> _Work to complete_: Nothing but the lines from the line with "GET /v1/detect?q=bare legs" through the end of the data is to be copied, and each is to be copied exactly.

> _Record list_:
☆ ☆ ☆ ☆ ☆ ☆ ☆

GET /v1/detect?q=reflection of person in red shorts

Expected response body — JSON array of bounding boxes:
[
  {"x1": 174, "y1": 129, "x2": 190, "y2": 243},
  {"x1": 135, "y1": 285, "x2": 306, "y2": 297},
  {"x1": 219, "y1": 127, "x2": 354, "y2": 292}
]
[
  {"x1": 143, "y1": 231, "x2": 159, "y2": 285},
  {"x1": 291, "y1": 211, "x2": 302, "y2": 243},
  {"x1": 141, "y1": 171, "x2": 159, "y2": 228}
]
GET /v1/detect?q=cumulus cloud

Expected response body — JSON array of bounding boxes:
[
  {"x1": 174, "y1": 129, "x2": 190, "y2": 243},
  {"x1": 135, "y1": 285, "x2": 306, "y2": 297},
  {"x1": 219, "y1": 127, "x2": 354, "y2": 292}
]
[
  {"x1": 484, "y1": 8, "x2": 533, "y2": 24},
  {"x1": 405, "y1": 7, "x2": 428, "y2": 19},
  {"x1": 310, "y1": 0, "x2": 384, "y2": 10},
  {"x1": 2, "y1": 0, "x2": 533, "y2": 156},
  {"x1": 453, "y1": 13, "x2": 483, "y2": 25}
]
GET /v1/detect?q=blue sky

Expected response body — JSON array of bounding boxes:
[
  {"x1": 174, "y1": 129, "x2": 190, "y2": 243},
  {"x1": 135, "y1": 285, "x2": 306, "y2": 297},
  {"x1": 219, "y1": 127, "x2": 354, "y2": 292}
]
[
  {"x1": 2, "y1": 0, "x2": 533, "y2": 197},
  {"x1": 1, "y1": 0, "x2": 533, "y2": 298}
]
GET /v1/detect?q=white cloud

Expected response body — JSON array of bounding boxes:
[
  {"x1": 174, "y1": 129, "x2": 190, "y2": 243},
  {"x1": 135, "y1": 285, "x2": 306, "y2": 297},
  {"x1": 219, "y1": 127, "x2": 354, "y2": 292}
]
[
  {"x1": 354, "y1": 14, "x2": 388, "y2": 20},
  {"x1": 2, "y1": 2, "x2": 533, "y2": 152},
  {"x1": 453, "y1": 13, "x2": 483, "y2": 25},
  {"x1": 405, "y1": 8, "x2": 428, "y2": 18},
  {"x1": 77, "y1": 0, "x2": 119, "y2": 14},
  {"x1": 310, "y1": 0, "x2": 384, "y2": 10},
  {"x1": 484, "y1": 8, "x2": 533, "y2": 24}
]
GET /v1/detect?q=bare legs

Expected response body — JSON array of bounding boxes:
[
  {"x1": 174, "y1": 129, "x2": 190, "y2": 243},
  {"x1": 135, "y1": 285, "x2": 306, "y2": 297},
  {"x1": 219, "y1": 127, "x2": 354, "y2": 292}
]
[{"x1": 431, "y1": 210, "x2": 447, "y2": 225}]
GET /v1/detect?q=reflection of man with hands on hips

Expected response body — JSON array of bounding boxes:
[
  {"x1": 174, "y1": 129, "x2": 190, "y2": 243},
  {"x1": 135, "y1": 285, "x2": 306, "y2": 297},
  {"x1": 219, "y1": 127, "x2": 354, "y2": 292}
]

☆ ☆ ☆ ☆ ☆ ☆ ☆

> _Task result_:
GET /v1/detect?q=bare legs

Expected response body — JSON array of bounding boxes:
[
  {"x1": 174, "y1": 129, "x2": 190, "y2": 243},
  {"x1": 135, "y1": 285, "x2": 306, "y2": 297},
  {"x1": 219, "y1": 127, "x2": 354, "y2": 292}
]
[{"x1": 431, "y1": 210, "x2": 447, "y2": 225}]
GET /v1/detect?q=reflection of man with hands on hips

Expected response body — JSON array of bounding boxes:
[
  {"x1": 174, "y1": 129, "x2": 190, "y2": 243},
  {"x1": 135, "y1": 285, "x2": 306, "y2": 297},
  {"x1": 219, "y1": 127, "x2": 354, "y2": 292}
]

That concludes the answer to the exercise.